§ Text section:
-.-.-

From a distance in Berlin: Africa Summit on Agriculture

Saturday 26th, January 2013 / 23:59 Written by


Discussion panel on 'Policy Enabling Framworks', ACGO Africa Summit 2013, Copyright: David Drengk/

Discussion panel on ‘Policy Enabling Frameworks’, AGCO Africa Summit 2013 © David Drengk/

On this week’s Monday, the crème de la crème of Europe’s Agro business sector gathered together with several ministers and former African heads of states to discuss the future and potentials of African agriculture. Among the participants, representatives of several lighthouse projects shared their vision and their experiences in agrobusiness.

By Martin Morcinek and David Drengk

It was a huge success for Latitia Mukungu: Far away from home in the freezing cold Berlin, the seventeen year old entrepreneur from Kenya entered the stage in the city’s glamorous Adlon Hotel, to give the speech of her life so far. In a truly inspiring speech, Laetitia told the audience about her social business project in Bukura and Butere. During her extensive presentation about the way she first formed the Rabbit Science Association (RSC) and later implemented a local Women Rabbit Association (WRA), a legion of highly paid European businessmen followed the young Kenyan girl with steadily growing astonishment.

-.-.-

§ Entries provided:
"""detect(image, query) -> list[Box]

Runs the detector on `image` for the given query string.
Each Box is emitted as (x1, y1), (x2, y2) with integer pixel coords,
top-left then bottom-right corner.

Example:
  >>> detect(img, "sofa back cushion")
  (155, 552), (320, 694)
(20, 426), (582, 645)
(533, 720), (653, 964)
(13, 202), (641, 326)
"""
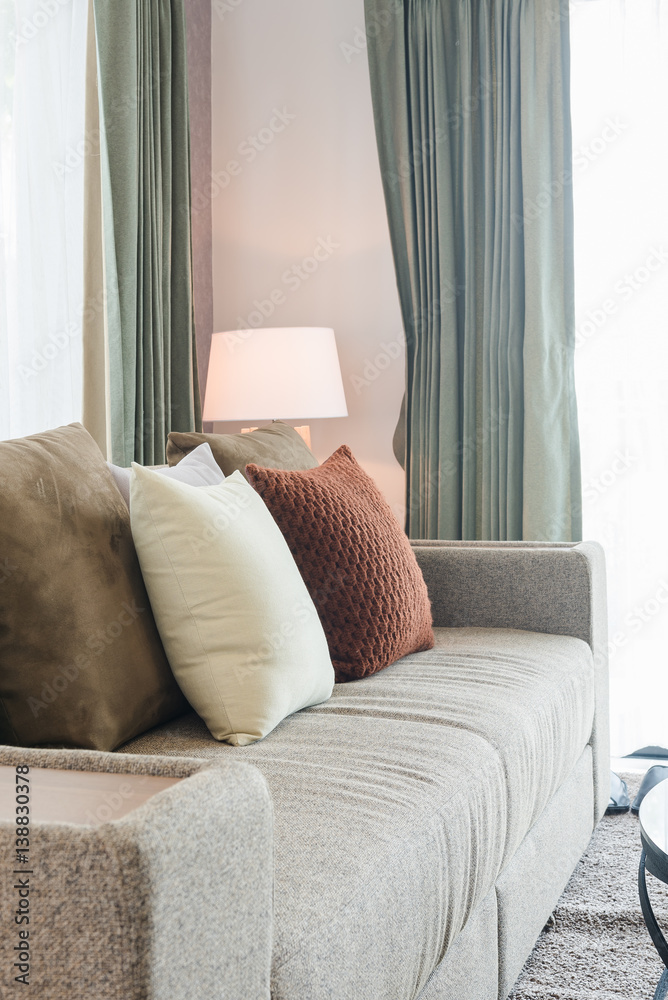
(0, 424), (188, 750)
(167, 420), (318, 476)
(246, 445), (434, 681)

-.-.-

§ Set problem 1:
Answer these questions using the summit article:
(a) On what date is the article dated?
(b) In which hotel did the young entrepreneur from Kenya give her speech?
(c) How old was that entrepreneur?
§ Set problem 2:
Reproduce the part of the summit article that opens with the words containing "From a distance" and closes with "experiences in agrobusiness.".
§ Set problem 3:
Translate this sentence from the summit article into Spanish: "Among the participants, representatives of several lighthouse projects shared their vision and their experiences in agrobusiness."
The listing stands apart from the summit article and is separate material.

§ Written response 1:
(a) Saturday 26th, January 2013
(b) The Adlon Hotel
(c) Seventeen

§ Written response 2:
From a distance in Berlin: Africa Summit on Agriculture

Saturday 26th, January 2013 / 23:59 Written by


Discussion panel on 'Policy Enabling Framworks', ACGO Africa Summit 2013, Copyright: David Drengk/

Discussion panel on ‘Policy Enabling Frameworks’, AGCO Africa Summit 2013 © David Drengk/

On this week’s Monday, the crème de la crème of Europe’s Agro business sector gathered together with several ministers and former African heads of states to discuss the future and potentials of African agriculture. Among the participants, representatives of several lighthouse projects shared their vision and their experiences in agrobusiness.

§ Written response 3:
Entre los participantes, representantes de varios proyectos emblemáticos compartieron su visión y sus experiencias en los agronegocios.